DOCUMENT EXCERPT ::
Sentiment Analysis of TripAdvisor Reviews

Overview

This project explores sentiment analysis, focusing on Michelin-starred restaurants and TripAdvisor reviews. It was carried out in two phases:

Phase 1: Creation and Annotation of a Sustainable Michelin Restaurants Dataset
We curated a dataset of 125 reviews from Michelin-starred sustainable restaurants and annotated them using custom annotation guidelines.
Dataset link: Sustainable Michelin Restaurants Dataset
Phase 2: Model Training on a Larger Preexisting Dataset
Due to the small size of the initial dataset, we used a larger, preexisting dataset of TripAdvisor hotel reviews for training. This dataset was modified and balanced to fit the project's requirements. Seven different NLP models, including Logistic Regression, LSTM, GRU, DistilBERT, TinyBERT, and RoBERTa were trained and evaluated for their performance on sentiment analysis.
Dataset link: TripAdvisor Hotel Reviews Dataset

Demo for All Models: Model Performance Demo
HuggingFace Repository for All Resources: HuggingFace Repository

Getting Started

Prerequisites

You can install all the libraries used throughout the project by using the requirements.txt file included in the repository.

Cloning the Repository

To clone this repository, run the following command:

git clone https://github.com/FFZG-NLP-2024/TripAdvisor-Sentiment.git

Installation

To install the required dependencies, navigate to the project directory and run:

pip install -r requirements.txt

Repository Structure

TripAdvisor-Sentiment
│
├── data/                                 # General data files (1st phase)
│
├── dataset/                              # Datasets for training and evaluation
│
├── logs/                                 # Logs generated during experiments
│
├── models/                               # Trained models and model-related files
│
├── notes/                                # Miscellaneous notes (1st phase)
│
├── docs/                                 # Reports and documentation
│
├── results/                              # Results from model training and evaluation
│
├── scripts/                              # Scripts for data processing and modeling
│   ├── 1_annotation/                     # Annotation scripts
│   ├── 2_split_dataset/                  # Dataset splitting scripts
│   ├── 3_train_models/                   # Model training scripts
│   ├── 4_validate_models/                # Model validation scripts
│   └── 5_demo/                           # Demo-related scripts
│
│
├── CODE_OF_CONDUCT.md                    # Code of Conduct for contributors
│
├── LICENSE.txt                           # Apache License 2.0 for the project
│
├── README.md                             # Project overview
│
└── requirements.txt                      # Dependencies for the project

Results and Discussion

Models' Performance Overview

Metric	Logistic Regression	LSTM	GRU	BiLSTM	TinyBERT	RoBERTa	DistilBERT
Accuracy	0.61	0.60	0.62	0.62	0.65	0.67	0.64
Precision	0.61	0.60	0.62	0.62	0.64	0.67	0.64
Recall	0.61	0.60	0.62	0.62	0.64	0.67	0.64
F1-Score	0.61	0.60	0.62	0.62	0.64	0.67	0.64

Note: Additional metrics can be found in the final report, located in the docs folder of the repository.

Logistic Regression
Logistic Regression achieved an accuracy of 61.05%, performing well for extreme sentiment labels (1 and 5) but struggled with mid-range ratings. This highlights the limitations of simpler methods in capturing nuanced sentiment distinctions.

Extracted data entries
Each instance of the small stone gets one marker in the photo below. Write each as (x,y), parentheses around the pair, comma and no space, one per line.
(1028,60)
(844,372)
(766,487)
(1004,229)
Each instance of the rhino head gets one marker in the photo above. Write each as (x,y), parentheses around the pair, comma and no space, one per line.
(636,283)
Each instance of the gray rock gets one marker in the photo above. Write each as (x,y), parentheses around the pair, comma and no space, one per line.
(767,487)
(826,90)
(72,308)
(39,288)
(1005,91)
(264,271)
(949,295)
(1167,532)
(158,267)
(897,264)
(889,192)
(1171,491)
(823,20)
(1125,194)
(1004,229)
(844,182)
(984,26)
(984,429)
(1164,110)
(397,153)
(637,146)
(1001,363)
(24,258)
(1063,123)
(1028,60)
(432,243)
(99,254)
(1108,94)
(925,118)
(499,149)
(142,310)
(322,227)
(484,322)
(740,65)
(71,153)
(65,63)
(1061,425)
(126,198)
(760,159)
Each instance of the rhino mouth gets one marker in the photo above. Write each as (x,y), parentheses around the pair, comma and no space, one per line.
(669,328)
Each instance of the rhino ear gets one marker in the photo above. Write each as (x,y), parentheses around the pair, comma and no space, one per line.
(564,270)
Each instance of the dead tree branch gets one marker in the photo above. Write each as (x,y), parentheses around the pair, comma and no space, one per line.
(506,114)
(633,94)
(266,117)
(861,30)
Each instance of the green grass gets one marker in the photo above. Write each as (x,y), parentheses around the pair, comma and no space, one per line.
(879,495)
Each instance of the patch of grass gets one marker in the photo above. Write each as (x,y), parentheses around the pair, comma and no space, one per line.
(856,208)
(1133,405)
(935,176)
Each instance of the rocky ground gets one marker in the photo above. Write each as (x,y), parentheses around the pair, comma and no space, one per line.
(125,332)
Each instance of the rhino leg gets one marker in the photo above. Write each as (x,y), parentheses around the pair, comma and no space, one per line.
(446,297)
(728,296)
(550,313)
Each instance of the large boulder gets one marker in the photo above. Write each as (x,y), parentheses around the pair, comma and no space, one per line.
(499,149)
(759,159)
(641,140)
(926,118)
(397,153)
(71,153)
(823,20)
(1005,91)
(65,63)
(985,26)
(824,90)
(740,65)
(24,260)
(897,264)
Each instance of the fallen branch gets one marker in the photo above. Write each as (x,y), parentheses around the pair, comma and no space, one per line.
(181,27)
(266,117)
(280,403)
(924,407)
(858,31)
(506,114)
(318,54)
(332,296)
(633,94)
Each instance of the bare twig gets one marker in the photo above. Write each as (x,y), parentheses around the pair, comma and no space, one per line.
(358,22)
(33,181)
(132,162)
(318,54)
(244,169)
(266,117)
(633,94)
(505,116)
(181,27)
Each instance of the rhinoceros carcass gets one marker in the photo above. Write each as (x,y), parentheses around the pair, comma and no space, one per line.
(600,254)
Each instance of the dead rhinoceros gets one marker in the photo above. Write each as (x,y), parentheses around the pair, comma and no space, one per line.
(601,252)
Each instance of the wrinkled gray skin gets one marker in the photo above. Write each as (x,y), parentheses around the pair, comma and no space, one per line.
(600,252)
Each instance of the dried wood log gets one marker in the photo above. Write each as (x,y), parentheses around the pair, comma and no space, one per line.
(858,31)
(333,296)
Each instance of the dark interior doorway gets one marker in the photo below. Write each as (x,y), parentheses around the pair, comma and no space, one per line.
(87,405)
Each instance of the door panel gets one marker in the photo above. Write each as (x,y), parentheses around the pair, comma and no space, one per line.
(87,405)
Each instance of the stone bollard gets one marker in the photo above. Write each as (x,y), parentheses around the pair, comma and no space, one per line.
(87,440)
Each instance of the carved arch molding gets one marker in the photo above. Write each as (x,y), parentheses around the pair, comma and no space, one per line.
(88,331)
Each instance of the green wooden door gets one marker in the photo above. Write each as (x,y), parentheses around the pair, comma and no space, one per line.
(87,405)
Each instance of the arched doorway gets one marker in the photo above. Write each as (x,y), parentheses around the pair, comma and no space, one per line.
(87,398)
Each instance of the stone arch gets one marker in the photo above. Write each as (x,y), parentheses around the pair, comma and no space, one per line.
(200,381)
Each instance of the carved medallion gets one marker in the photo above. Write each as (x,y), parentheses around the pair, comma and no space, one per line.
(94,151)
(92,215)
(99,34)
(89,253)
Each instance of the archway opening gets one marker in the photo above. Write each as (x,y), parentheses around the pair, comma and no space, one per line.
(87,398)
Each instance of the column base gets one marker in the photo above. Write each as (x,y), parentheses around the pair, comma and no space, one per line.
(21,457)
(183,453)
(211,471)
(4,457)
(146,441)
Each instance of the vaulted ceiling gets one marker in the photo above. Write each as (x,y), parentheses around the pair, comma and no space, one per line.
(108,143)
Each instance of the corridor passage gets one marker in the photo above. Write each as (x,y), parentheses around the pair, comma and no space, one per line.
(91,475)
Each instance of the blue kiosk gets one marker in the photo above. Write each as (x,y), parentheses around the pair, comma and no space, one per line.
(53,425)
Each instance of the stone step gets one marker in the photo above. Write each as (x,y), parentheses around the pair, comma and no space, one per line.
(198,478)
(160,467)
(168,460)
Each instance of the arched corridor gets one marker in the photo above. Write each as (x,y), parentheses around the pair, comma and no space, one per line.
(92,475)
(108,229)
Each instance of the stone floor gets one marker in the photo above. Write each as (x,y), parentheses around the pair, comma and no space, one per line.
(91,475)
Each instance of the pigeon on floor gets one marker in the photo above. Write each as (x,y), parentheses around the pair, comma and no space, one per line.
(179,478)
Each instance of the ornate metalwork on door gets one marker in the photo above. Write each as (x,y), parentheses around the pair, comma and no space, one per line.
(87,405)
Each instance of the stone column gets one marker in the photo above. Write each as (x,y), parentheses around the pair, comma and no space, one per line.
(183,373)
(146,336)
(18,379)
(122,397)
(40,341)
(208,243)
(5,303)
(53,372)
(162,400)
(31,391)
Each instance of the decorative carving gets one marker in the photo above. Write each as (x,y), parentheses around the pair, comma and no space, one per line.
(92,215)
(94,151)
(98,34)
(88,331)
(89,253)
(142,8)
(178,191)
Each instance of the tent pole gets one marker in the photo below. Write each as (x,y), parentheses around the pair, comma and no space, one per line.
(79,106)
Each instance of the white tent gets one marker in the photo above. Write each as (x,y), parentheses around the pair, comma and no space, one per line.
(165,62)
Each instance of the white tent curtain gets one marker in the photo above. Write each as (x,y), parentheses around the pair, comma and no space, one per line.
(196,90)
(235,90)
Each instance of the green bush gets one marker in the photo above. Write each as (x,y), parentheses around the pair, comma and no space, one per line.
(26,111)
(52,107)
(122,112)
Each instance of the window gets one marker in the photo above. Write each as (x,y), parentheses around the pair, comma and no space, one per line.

STATED PROBLEM 1 :: Please summarize the TripAdvisor sentiment project description in two sentences.
STATED PROBLEM 2 :: Write the next part of the TripAdvisor sentiment project description, starting right after its last sentence.
The extracted data entries are material separate from the TripAdvisor sentiment project description.

REPLY 1 :: The project applies sentiment analysis to TripAdvisor reviews in two phases: first, 125 reviews from sustainable Michelin-starred restaurants were curated and annotated with custom guidelines, and then, because that dataset was small, a larger, modified and balanced dataset of TripAdvisor hotel reviews was used to train and evaluate several NLP models. In the reported results, RoBERTa scored highest at 0.67 on every metric, while Logistic Regression reached 61.05% accuracy, doing well on the extreme labels but struggling with mid-range ratings.

REPLY 2 ::
Deep Learning Models
GRU, LSTM, and BiLSTM showed moderate improvements, with GRU achieving the best accuracy (62.16%) on the TripAdvisor dataset. These models demonstrated better generalization compared to Logistic Regression, though challenges like inter-class confusion persisted.
Transformer Models
Transformer-based models such as TinyBERT, DistilBERT, and RoBERTa exhibited the highest performance. TinyBERT achieved 65.35% accuracy, benefiting from optimized training strategies. DistilBERT performed well for extreme sentiment labels but struggled with mid-range ratings, similar to other models. RoBERTa excelled with 67.22% test accuracy on hotel reviews and showed strong generalization to other datasets, such as restaurant reviews.

Dataset Limitations

The dataset used for training and evaluation posed significant challenges for achieving higher performance. Despite being balanced across sentiment labels, its relatively small size and inherent subjectivity in labeling impacted the models' ability to capture nuanced sentiment patterns. Subjective interpretations of reviews, particularly for mid-range ratings, likely contributed to misclassifications and variability in model performance.

Summary

While transformer models outperformed traditional and deep learning approaches, improving mid-range sentiment classification remains a common challenge across all models. Addressing dataset limitations—such as increasing its size, refining annotation quality, and reducing subjectivity—would be crucial for achieving more robust results.

License

This project is licensed under the Apache License 2.0.

Key Terms:

Permissions: This license allows for the use, modification, and distribution of the code, provided that all copies or substantial portions of the code include the original license.
Limitations: The code is provided "as is," without warranty of any kind, express or implied, and without liability for any claims or damages arising from its use.
Attribution: If you modify and distribute this code, you must include a prominent notice stating that you modified the files.

For more details, please refer to the full license text.

Credits

Team Members

Nives Hüll ([email protected], [email protected])
Ela Novak ([email protected], [email protected], [email protected])
Arja Hojnik ([email protected], [email protected])
Meta Kokalj ([email protected], [email protected], [email protected])
Katarina Plementaš ([email protected], [email protected])

Acknowledgments

Special thanks to our professor Gaurish Thakkar for guidance and support throughout the project.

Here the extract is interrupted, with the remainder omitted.